Image-grounded pointing data
• • • •
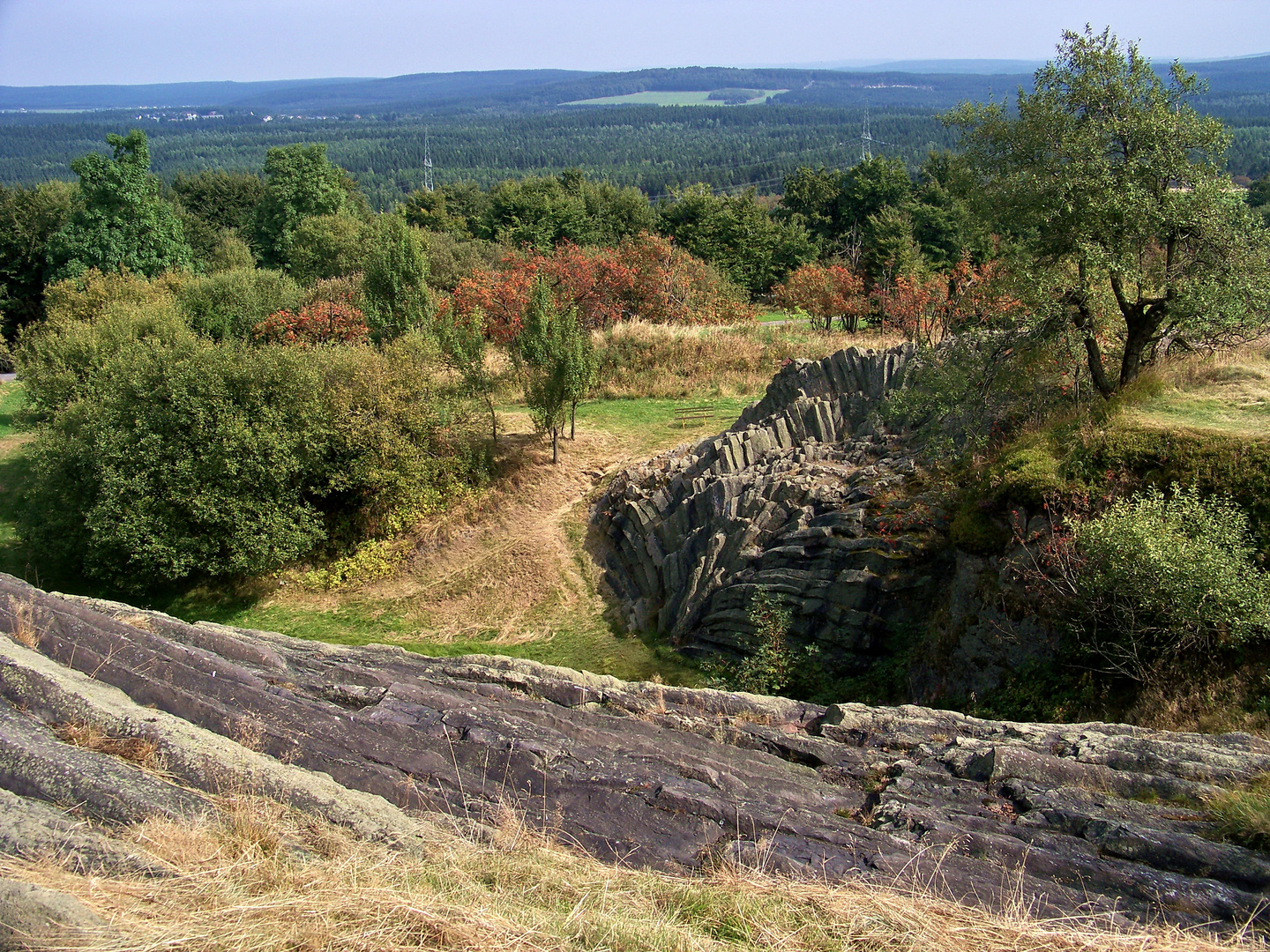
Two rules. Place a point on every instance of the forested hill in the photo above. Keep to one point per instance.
(932, 84)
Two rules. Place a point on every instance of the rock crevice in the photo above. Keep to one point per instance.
(1077, 819)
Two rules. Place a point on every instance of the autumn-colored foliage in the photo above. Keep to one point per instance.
(926, 309)
(826, 291)
(646, 279)
(320, 323)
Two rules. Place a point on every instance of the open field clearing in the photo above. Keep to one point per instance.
(672, 98)
(1229, 394)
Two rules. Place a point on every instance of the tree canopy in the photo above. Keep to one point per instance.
(120, 219)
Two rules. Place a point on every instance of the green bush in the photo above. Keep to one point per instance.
(230, 303)
(204, 458)
(1027, 472)
(1243, 815)
(92, 323)
(1212, 462)
(1166, 577)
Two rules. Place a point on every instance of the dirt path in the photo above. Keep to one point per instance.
(513, 571)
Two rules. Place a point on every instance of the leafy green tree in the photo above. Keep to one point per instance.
(580, 365)
(545, 353)
(889, 248)
(230, 303)
(544, 211)
(120, 219)
(216, 211)
(28, 219)
(328, 247)
(458, 210)
(1113, 181)
(222, 199)
(738, 236)
(462, 346)
(871, 185)
(816, 197)
(300, 183)
(1259, 197)
(395, 287)
(1163, 576)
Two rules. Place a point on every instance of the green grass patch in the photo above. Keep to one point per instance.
(582, 643)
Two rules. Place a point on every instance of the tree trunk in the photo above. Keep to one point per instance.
(1082, 319)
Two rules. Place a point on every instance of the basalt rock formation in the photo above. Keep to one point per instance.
(811, 499)
(1072, 819)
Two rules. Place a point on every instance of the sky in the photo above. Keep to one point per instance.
(75, 42)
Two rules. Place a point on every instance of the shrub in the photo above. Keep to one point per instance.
(90, 323)
(1243, 815)
(233, 302)
(205, 458)
(324, 323)
(1165, 576)
(1212, 462)
(326, 247)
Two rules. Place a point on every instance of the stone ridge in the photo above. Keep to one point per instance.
(1084, 819)
(781, 501)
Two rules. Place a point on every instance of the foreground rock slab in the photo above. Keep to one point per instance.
(1074, 819)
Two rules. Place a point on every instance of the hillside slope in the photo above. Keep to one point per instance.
(1085, 820)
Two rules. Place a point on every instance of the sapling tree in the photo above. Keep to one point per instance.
(462, 343)
(542, 353)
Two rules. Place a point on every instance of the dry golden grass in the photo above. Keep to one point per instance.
(259, 877)
(141, 752)
(1227, 391)
(672, 361)
(25, 629)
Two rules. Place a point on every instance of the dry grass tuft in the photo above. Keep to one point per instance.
(1244, 815)
(260, 877)
(640, 360)
(25, 631)
(141, 752)
(1227, 391)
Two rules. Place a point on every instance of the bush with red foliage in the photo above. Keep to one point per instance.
(926, 309)
(643, 279)
(826, 291)
(320, 323)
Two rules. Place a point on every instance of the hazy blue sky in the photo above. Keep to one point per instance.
(161, 41)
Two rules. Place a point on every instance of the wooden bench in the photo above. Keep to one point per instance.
(698, 415)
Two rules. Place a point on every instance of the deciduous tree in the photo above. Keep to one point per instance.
(1113, 181)
(120, 219)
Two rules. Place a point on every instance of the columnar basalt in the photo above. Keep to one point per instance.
(800, 498)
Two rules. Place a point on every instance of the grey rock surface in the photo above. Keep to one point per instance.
(32, 915)
(810, 498)
(1076, 819)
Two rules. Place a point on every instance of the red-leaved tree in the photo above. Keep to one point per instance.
(643, 279)
(320, 323)
(826, 291)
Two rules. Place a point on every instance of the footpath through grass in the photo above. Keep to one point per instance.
(513, 580)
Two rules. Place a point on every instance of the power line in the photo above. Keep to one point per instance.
(427, 160)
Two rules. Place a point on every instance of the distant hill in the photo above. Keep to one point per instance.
(914, 83)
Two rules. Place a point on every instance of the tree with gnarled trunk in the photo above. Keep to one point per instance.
(1111, 181)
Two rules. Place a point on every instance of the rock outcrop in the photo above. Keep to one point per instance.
(800, 498)
(811, 499)
(1071, 819)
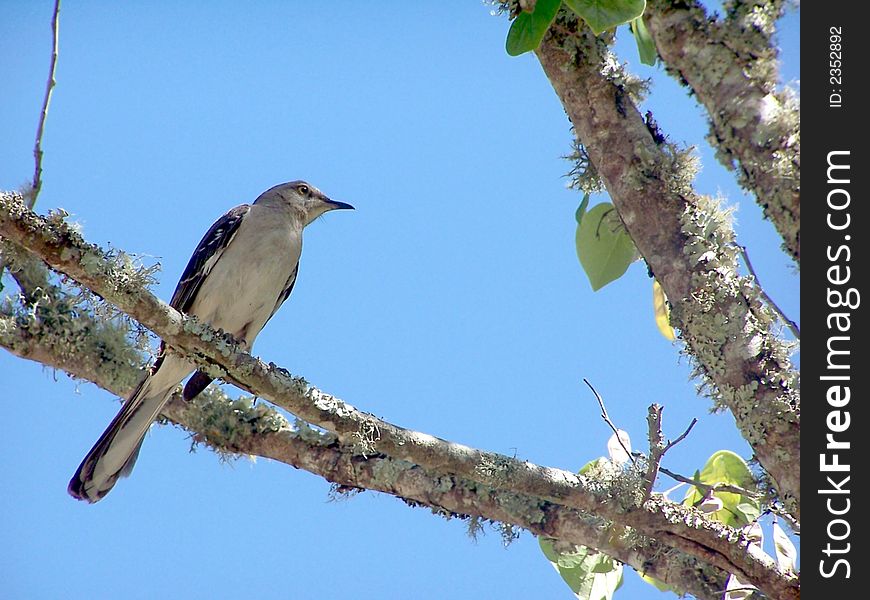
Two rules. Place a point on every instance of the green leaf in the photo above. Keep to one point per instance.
(661, 312)
(603, 246)
(590, 574)
(601, 15)
(528, 29)
(646, 47)
(728, 468)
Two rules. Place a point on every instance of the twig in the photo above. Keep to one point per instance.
(607, 420)
(708, 488)
(49, 87)
(658, 447)
(792, 326)
(682, 436)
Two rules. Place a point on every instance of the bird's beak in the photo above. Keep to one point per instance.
(336, 205)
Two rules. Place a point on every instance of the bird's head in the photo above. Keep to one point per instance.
(301, 197)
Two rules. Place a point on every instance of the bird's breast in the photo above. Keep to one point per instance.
(240, 293)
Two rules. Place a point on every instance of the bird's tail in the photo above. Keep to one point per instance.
(115, 453)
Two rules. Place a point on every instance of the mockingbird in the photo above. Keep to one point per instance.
(240, 273)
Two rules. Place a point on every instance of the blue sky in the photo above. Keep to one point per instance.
(451, 301)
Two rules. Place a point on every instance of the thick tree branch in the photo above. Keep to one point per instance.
(36, 185)
(65, 251)
(687, 242)
(239, 427)
(731, 67)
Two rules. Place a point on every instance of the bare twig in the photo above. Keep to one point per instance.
(792, 326)
(607, 420)
(658, 447)
(49, 87)
(708, 488)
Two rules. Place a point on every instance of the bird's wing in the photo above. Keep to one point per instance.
(207, 253)
(200, 380)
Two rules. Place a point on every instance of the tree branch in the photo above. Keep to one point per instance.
(731, 67)
(65, 251)
(238, 427)
(49, 88)
(687, 242)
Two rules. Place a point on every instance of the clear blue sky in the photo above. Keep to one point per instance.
(450, 301)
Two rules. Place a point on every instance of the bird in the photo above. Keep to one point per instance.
(242, 271)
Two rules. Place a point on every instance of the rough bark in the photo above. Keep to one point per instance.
(730, 66)
(688, 244)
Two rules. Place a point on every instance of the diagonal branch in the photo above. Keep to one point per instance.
(730, 65)
(43, 114)
(64, 250)
(238, 427)
(687, 242)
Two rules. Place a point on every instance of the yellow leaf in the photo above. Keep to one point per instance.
(660, 307)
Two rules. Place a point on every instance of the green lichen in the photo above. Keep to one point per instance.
(226, 424)
(583, 176)
(388, 472)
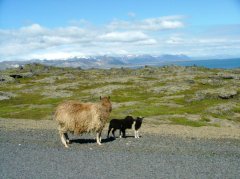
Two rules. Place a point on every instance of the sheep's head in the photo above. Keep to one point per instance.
(140, 119)
(105, 101)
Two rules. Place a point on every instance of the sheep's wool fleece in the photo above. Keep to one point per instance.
(81, 117)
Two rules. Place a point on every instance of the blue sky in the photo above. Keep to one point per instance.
(53, 29)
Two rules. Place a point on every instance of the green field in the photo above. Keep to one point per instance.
(193, 96)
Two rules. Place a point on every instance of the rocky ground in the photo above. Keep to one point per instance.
(192, 96)
(191, 127)
(35, 151)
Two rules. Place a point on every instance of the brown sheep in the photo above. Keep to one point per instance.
(78, 118)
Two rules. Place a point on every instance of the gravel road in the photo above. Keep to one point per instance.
(36, 153)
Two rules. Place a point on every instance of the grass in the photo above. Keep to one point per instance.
(136, 87)
(186, 122)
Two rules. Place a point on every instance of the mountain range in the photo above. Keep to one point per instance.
(100, 61)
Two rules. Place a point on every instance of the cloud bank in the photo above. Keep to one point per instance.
(154, 36)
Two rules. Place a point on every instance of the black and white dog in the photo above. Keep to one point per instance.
(138, 124)
(123, 124)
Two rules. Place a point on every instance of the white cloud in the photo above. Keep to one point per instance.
(154, 36)
(150, 24)
(130, 36)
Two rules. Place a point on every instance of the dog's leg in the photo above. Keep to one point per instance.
(109, 130)
(63, 140)
(113, 133)
(66, 137)
(99, 138)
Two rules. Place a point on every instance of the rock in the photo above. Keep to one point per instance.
(227, 93)
(16, 76)
(221, 109)
(6, 95)
(223, 93)
(6, 79)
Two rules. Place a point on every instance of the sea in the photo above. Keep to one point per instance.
(219, 63)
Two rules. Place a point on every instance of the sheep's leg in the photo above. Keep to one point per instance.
(63, 139)
(67, 138)
(61, 132)
(124, 133)
(120, 133)
(109, 130)
(99, 138)
(113, 131)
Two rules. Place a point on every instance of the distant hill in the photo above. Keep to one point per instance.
(100, 61)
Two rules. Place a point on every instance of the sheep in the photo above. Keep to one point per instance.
(78, 118)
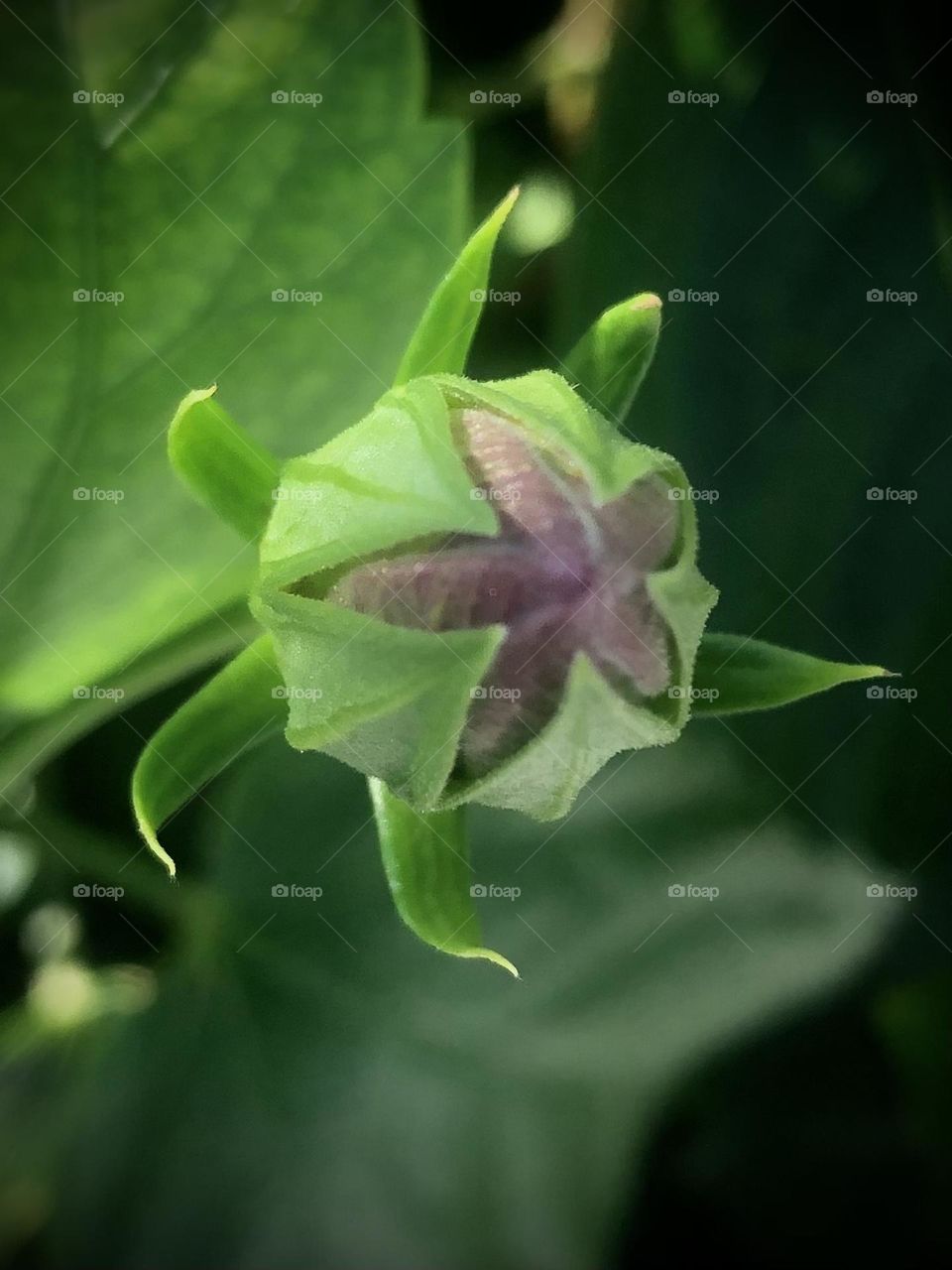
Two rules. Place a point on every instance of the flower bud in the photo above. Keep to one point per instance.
(489, 592)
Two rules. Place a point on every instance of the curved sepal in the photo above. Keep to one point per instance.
(444, 334)
(735, 675)
(241, 706)
(425, 858)
(222, 466)
(613, 356)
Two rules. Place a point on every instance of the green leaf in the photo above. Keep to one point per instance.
(425, 858)
(613, 356)
(198, 199)
(388, 699)
(223, 467)
(735, 675)
(239, 707)
(442, 340)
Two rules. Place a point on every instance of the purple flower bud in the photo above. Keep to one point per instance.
(562, 575)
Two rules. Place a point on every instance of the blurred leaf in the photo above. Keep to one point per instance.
(316, 1056)
(213, 190)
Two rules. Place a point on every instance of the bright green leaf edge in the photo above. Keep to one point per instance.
(221, 465)
(735, 675)
(612, 358)
(425, 861)
(240, 706)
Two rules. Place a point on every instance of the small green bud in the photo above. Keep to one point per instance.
(481, 592)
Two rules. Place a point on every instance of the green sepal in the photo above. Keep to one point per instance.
(425, 861)
(393, 477)
(223, 466)
(612, 358)
(240, 706)
(388, 699)
(735, 675)
(445, 330)
(393, 701)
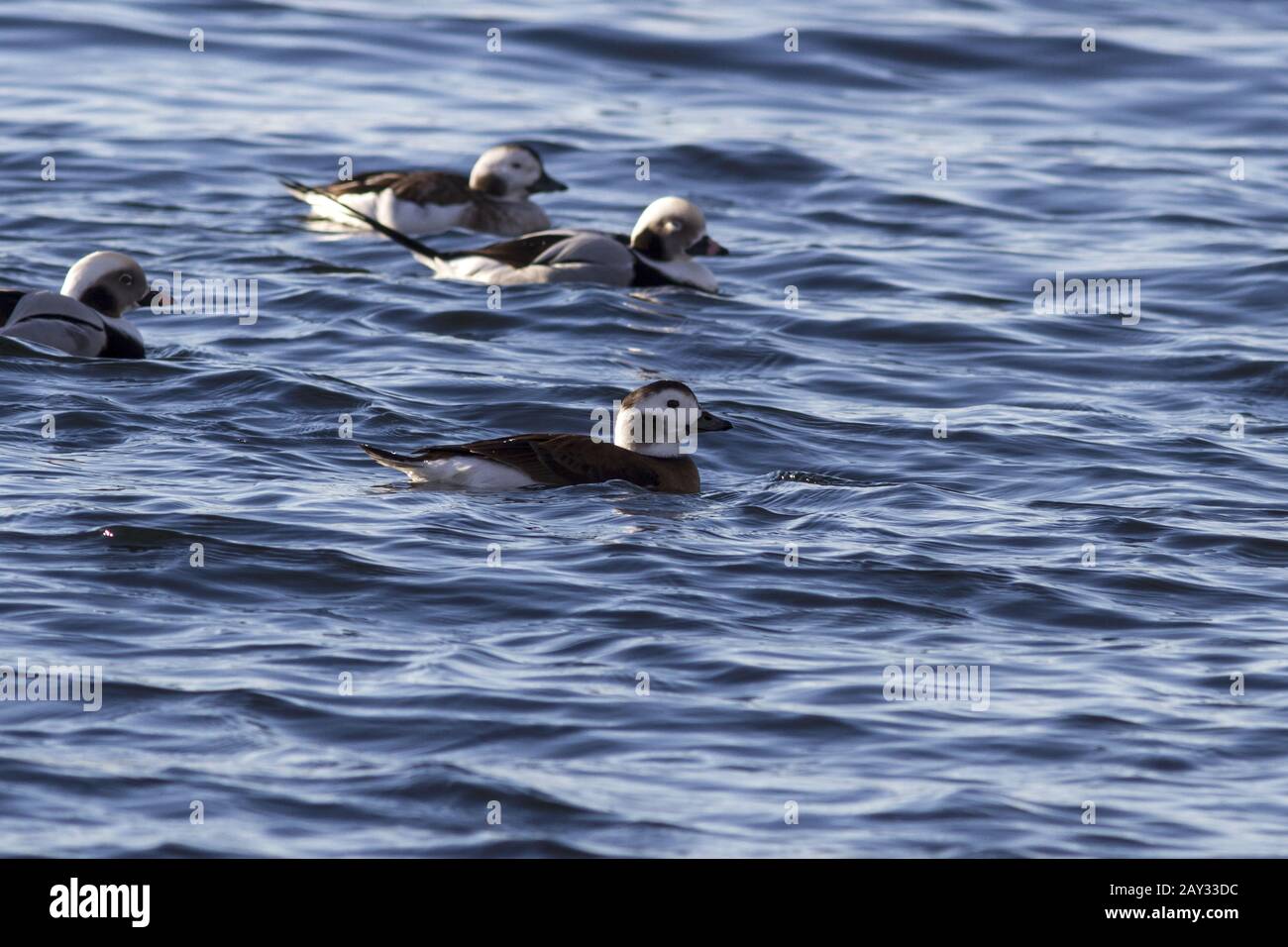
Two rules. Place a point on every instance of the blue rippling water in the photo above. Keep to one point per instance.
(519, 684)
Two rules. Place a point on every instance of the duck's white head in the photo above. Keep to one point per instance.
(510, 172)
(662, 420)
(110, 282)
(671, 228)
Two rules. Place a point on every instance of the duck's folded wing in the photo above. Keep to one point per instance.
(417, 187)
(572, 256)
(555, 459)
(56, 321)
(520, 252)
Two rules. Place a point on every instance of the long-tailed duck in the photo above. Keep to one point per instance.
(85, 316)
(492, 200)
(658, 253)
(653, 434)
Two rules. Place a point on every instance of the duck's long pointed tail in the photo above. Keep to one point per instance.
(397, 236)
• • • •
Exercise instructions:
Return exactly the lines from the one with "the green sepal" through the last line of the entries above, both ends included. No pictures may appear in the copy.

Expected answer:
Two rules. Place a point on every instance of the green sepal in the photo above. Keep to one point per instance.
(425, 861)
(393, 477)
(223, 466)
(612, 358)
(240, 706)
(388, 699)
(735, 675)
(445, 330)
(393, 701)
Two rules. Place a point on every instance of the blue rippling water in the photo above. Keep to one point per instance.
(519, 684)
Two rules. Place a point on every instance of the duck's white head in the photo above. Keep to one point per instance.
(510, 172)
(662, 420)
(110, 282)
(671, 228)
Two rules. Place a point on every instance of the duck's folded wing in the photo above. Keep to one point per instance.
(417, 187)
(572, 256)
(555, 459)
(56, 321)
(520, 252)
Two rules. Place a point on every instance of the long-tailed duck in the photo above. Keep to one point per instance.
(85, 316)
(492, 200)
(658, 253)
(653, 434)
Two rules. Place a point on every instance of the duck's long pointed tail in the photo above. Keep to one point per instance.
(397, 236)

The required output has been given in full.